*** Block opens ***

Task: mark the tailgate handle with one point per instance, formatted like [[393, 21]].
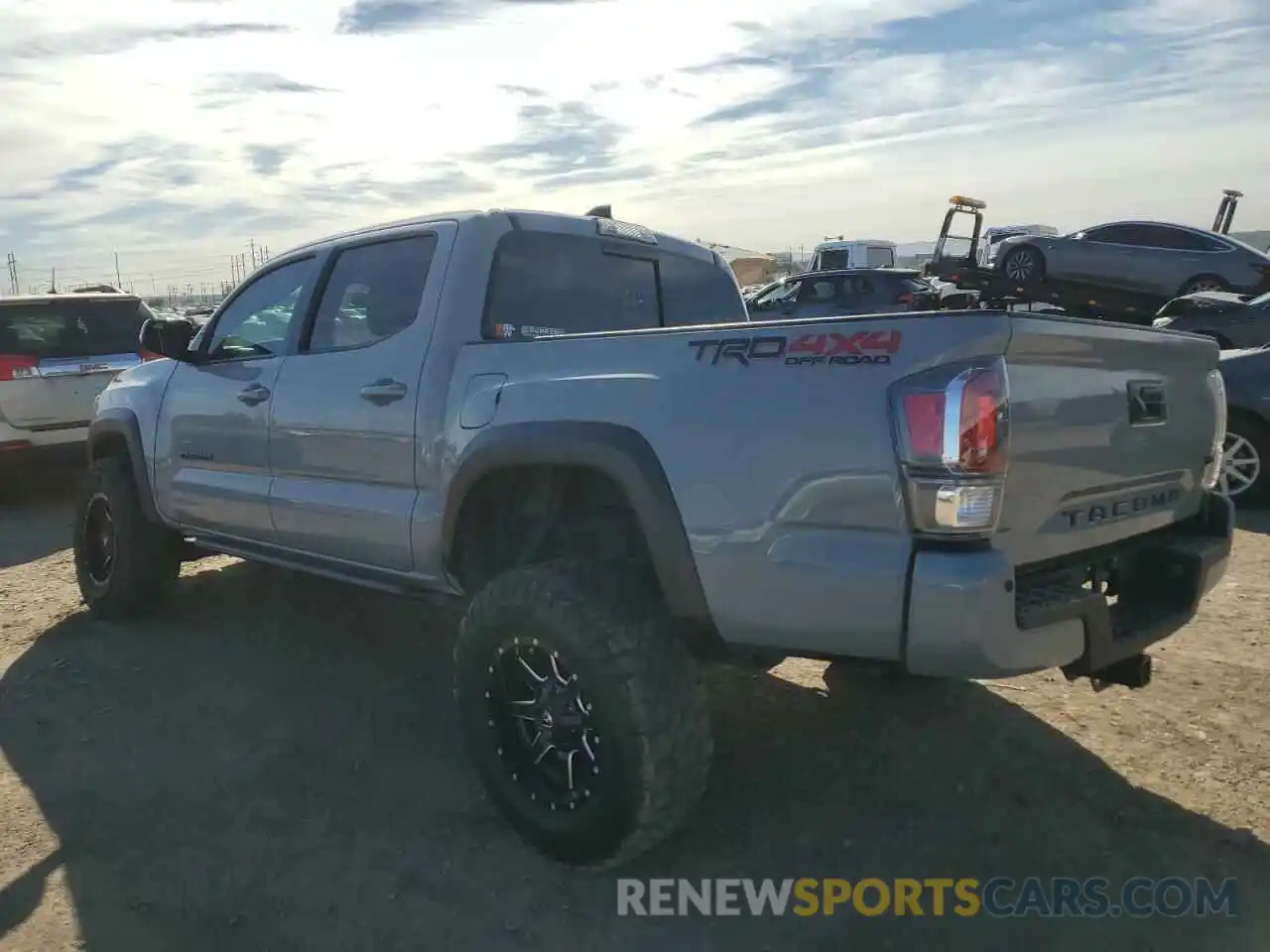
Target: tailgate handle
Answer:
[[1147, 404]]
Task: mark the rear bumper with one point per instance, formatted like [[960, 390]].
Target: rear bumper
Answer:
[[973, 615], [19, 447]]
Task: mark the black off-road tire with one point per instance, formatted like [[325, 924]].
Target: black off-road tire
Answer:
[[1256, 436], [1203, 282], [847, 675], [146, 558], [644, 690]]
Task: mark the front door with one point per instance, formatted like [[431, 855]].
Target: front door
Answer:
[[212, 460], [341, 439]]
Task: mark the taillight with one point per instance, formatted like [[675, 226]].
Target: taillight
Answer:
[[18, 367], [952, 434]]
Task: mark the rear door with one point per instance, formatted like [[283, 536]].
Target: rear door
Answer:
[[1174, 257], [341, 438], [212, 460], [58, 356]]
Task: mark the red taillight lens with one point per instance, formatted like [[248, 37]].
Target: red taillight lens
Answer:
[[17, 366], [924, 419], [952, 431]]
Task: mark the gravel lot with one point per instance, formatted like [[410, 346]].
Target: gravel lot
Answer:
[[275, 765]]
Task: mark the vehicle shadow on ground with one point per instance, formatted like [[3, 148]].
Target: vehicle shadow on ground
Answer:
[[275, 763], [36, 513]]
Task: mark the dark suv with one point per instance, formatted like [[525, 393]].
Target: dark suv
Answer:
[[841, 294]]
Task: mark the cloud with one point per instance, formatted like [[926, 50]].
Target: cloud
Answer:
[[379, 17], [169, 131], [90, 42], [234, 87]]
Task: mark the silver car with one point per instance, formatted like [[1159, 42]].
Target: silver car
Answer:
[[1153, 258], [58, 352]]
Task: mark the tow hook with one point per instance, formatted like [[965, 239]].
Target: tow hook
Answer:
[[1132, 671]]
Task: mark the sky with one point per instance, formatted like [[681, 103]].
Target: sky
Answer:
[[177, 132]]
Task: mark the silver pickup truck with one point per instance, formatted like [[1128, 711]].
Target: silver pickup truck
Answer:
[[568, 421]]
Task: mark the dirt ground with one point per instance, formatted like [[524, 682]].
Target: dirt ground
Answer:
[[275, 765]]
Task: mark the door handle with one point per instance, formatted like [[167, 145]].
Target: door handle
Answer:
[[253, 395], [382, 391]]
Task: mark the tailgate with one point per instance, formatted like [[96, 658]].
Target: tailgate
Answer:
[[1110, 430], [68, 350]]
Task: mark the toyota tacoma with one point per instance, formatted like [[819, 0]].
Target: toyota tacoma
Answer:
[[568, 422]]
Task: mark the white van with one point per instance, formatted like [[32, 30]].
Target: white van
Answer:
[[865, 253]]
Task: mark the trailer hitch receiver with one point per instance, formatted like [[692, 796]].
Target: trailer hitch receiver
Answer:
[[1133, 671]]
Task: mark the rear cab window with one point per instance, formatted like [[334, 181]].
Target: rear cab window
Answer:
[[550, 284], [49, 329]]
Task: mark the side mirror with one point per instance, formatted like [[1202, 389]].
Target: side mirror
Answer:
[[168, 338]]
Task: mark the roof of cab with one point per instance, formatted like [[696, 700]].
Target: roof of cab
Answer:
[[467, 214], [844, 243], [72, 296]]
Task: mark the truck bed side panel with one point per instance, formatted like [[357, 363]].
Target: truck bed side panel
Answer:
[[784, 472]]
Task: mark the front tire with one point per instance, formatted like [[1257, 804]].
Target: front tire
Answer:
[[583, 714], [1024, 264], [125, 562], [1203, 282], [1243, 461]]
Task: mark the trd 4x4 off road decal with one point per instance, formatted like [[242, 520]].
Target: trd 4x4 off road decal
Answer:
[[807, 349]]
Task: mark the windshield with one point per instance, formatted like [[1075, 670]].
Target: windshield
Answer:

*** Block closes ***
*** Block opens ***

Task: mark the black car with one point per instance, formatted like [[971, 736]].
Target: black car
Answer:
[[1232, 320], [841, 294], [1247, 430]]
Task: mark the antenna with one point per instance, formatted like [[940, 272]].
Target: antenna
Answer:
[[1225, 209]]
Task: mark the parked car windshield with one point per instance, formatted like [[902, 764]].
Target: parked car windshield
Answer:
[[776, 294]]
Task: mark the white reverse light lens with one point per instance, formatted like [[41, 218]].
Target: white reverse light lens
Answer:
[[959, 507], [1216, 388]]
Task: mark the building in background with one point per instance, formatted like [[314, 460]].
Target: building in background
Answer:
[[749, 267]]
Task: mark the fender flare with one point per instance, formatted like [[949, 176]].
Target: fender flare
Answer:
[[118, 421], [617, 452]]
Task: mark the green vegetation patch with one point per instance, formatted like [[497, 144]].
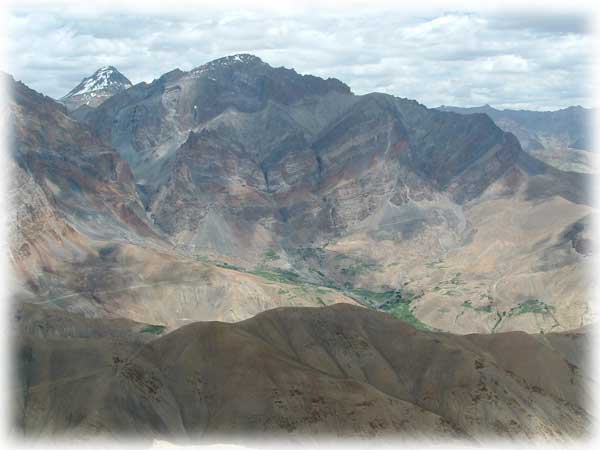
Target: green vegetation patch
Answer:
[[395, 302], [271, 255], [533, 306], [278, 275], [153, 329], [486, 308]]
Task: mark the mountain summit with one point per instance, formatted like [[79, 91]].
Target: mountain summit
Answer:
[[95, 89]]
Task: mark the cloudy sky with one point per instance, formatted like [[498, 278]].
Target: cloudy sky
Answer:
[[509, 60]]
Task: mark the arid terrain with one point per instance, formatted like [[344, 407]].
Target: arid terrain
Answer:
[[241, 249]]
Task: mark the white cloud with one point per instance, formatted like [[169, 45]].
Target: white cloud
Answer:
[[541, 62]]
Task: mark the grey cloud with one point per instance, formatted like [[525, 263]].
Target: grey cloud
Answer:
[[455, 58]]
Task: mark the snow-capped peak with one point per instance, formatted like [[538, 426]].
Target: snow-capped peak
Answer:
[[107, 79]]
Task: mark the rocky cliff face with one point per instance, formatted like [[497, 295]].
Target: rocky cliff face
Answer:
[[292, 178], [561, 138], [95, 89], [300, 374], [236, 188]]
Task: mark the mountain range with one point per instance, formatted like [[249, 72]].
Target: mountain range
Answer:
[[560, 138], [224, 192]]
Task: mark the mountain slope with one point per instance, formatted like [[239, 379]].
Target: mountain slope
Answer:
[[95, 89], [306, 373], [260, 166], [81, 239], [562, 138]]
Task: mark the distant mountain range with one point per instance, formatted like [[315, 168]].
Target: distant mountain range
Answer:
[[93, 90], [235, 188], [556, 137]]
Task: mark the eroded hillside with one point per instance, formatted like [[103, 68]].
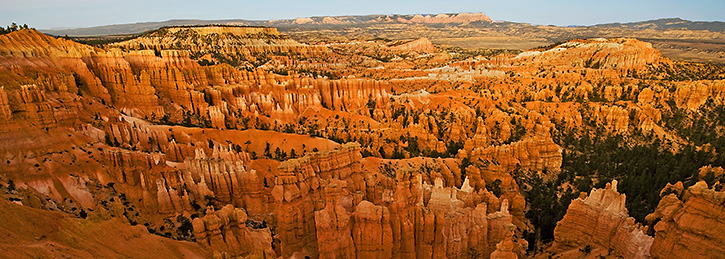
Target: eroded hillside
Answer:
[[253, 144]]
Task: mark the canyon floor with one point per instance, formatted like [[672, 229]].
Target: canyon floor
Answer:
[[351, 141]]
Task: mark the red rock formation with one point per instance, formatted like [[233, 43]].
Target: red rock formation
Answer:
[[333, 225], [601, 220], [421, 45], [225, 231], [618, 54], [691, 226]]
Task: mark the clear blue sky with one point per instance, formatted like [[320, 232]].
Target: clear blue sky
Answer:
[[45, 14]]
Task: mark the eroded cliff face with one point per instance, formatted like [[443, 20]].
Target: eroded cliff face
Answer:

*** Block closes ***
*** Block opens ***

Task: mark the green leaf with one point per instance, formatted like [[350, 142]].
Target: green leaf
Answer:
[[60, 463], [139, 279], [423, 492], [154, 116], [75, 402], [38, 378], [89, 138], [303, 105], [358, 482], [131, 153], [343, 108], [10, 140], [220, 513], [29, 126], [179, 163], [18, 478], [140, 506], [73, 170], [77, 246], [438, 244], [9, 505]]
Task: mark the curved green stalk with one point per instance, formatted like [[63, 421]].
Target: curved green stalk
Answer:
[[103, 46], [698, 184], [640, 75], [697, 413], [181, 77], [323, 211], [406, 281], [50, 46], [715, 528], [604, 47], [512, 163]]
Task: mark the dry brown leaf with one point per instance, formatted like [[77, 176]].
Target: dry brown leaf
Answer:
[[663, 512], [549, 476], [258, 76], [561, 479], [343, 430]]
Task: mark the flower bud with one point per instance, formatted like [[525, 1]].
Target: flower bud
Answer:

*** Block closes ***

_Task statement_
Copy each line in the listing where "cliff" appears.

_Reply_
Task: mark the rocky cliff face with one point per instance, formatted like [[497, 295]].
Target: rocky cliff face
Task: mark the eroded cliff face with one point per instance, formatted like [[443, 20]].
Target: eroded cliff face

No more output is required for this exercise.